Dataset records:
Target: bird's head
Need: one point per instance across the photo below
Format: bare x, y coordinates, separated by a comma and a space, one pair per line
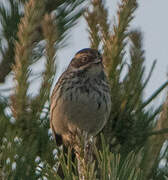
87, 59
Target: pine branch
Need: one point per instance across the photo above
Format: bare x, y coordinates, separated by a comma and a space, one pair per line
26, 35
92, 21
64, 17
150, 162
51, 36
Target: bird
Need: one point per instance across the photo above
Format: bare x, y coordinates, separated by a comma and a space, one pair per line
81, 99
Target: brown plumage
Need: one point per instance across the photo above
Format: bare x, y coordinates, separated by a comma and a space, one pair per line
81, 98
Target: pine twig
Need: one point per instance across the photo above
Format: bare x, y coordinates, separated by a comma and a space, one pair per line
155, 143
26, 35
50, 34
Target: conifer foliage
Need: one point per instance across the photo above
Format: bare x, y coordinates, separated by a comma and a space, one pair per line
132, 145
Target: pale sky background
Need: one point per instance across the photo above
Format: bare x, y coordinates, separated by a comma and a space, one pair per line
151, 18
* * *
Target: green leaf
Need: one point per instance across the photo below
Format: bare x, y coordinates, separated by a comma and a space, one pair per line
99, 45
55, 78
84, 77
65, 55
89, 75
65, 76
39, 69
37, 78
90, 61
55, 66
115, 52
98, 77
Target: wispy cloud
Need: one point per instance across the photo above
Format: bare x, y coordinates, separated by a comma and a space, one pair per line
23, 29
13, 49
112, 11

- AIM OF THE TASK
Once you have counted the lines of the data that contain the word "pine", please reply with that number alone.

- ANSWER SPACE
2